§ How to complete this task
Exact reproduction required: the lines below from the line with "Target: woman's brown hair" to the line with "the woman's bare", both ends included, and no others.

--- START ---

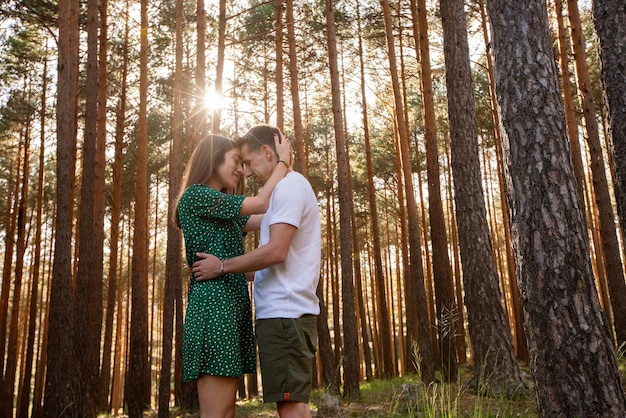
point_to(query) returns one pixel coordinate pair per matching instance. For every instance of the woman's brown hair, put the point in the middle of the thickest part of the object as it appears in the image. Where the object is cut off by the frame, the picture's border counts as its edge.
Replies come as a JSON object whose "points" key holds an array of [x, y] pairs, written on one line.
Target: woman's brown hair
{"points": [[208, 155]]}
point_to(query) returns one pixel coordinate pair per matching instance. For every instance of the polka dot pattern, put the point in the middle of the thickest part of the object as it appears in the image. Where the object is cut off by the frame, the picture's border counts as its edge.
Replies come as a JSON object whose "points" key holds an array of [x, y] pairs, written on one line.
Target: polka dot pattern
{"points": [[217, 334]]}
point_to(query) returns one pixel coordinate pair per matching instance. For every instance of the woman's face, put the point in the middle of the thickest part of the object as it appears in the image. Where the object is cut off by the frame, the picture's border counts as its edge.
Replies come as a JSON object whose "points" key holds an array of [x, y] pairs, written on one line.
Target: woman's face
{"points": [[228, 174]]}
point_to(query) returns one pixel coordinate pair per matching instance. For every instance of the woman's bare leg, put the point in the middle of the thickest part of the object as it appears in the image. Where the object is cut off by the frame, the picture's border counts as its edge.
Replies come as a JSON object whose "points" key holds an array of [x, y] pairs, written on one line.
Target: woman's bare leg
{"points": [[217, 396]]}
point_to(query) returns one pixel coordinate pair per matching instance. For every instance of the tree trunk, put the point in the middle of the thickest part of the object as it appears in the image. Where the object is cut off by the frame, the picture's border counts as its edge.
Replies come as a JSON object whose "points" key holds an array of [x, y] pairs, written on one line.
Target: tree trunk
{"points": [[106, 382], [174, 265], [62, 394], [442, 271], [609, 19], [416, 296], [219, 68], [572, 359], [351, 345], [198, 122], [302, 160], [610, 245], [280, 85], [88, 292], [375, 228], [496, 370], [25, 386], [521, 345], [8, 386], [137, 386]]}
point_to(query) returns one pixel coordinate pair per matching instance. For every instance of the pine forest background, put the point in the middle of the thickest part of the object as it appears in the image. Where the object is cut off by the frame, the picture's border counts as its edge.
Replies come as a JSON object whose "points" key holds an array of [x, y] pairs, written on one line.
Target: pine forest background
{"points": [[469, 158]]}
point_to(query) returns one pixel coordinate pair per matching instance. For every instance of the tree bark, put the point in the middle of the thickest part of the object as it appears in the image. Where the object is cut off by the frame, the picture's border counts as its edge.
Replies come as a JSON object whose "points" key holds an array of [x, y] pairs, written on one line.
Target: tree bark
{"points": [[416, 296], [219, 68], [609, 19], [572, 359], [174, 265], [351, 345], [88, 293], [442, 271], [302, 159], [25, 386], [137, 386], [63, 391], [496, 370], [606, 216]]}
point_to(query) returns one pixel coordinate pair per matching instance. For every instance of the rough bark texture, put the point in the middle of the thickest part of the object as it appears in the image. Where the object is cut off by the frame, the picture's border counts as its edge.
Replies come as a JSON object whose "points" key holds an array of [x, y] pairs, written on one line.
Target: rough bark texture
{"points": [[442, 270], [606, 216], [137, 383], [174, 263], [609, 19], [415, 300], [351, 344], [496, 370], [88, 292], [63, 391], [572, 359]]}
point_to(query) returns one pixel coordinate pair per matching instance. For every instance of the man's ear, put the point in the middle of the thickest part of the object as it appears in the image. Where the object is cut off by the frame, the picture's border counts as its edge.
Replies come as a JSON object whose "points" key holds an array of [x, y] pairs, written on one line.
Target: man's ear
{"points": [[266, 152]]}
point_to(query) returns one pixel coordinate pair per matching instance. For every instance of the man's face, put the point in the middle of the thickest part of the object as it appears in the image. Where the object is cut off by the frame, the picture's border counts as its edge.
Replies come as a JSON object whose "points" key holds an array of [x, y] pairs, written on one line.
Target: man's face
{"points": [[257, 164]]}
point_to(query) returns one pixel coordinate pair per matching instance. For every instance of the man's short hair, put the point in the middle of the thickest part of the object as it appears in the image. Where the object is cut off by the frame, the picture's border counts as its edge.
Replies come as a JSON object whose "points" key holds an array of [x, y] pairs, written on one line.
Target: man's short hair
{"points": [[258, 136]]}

--- END ---

§ Finished task
Target: woman's brown hair
{"points": [[208, 155]]}
point_to(query) returns one pixel coordinate pair per matching instance. For every instance of the polka dot pattern, put the point in the middle of the thickest part of the object as it appears in the image. Where the object is cut off by the frame, the picture's border counts as its edge.
Replies come as a JSON object whose "points" key holds an array of [x, y] pairs, written on one line.
Target: polka dot pattern
{"points": [[217, 334]]}
point_to(query) returns one pixel coordinate pair per matching instance. For every instance of the woman's face, put the point in the middle of the thickest part of the object as it appears in the image. Where the object is cut off by the frame, the picture's border counts as its edge.
Replies come as a JSON object whose "points" key holds an array of [x, y] pairs, written on one line.
Target: woman's face
{"points": [[228, 174]]}
point_to(query) returns one pixel coordinate pair per matching instance. For every instance of the woman's bare leg, put the point in the middle of the thickest part of the object as it appears in the image. Where the object is cut off by the frame, the picture's border counts as its edge.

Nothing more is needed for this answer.